Dataset extract>

———

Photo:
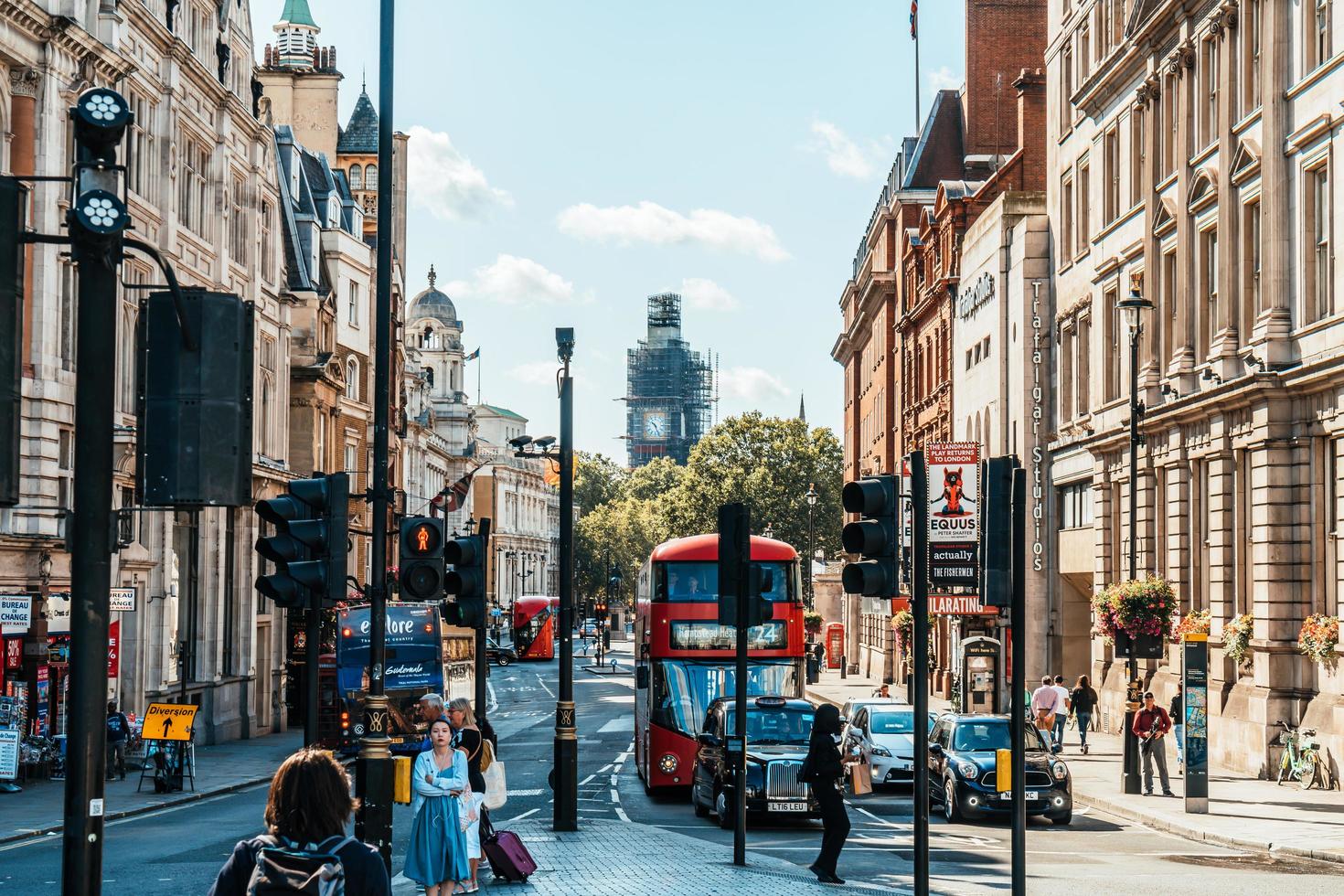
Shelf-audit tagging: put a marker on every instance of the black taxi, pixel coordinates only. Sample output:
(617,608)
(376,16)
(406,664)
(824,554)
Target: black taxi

———

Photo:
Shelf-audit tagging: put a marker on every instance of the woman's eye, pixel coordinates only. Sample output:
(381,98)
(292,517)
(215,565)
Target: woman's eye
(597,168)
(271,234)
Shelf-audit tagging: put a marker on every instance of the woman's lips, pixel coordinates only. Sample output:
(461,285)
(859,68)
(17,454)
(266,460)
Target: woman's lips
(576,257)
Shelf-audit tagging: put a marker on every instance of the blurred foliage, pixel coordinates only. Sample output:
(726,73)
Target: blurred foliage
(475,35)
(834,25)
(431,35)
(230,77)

———

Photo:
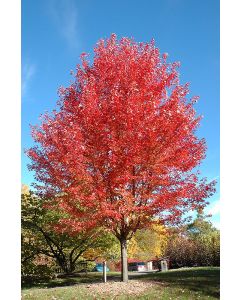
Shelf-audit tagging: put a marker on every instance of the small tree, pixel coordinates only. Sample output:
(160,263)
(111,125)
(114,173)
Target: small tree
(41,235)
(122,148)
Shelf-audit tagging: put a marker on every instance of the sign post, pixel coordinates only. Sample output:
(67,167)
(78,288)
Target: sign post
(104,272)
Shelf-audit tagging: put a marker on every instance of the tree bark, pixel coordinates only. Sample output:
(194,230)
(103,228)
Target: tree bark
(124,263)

———

Task directions> Pick out every line of the listing above that contains the string "sign", and copy each such line in full. Letter case counts.

Complete output>
Shelf-audit tagging: put a marker on every instance of the sign post, pixel coordinates only. Sample output:
Target: sign post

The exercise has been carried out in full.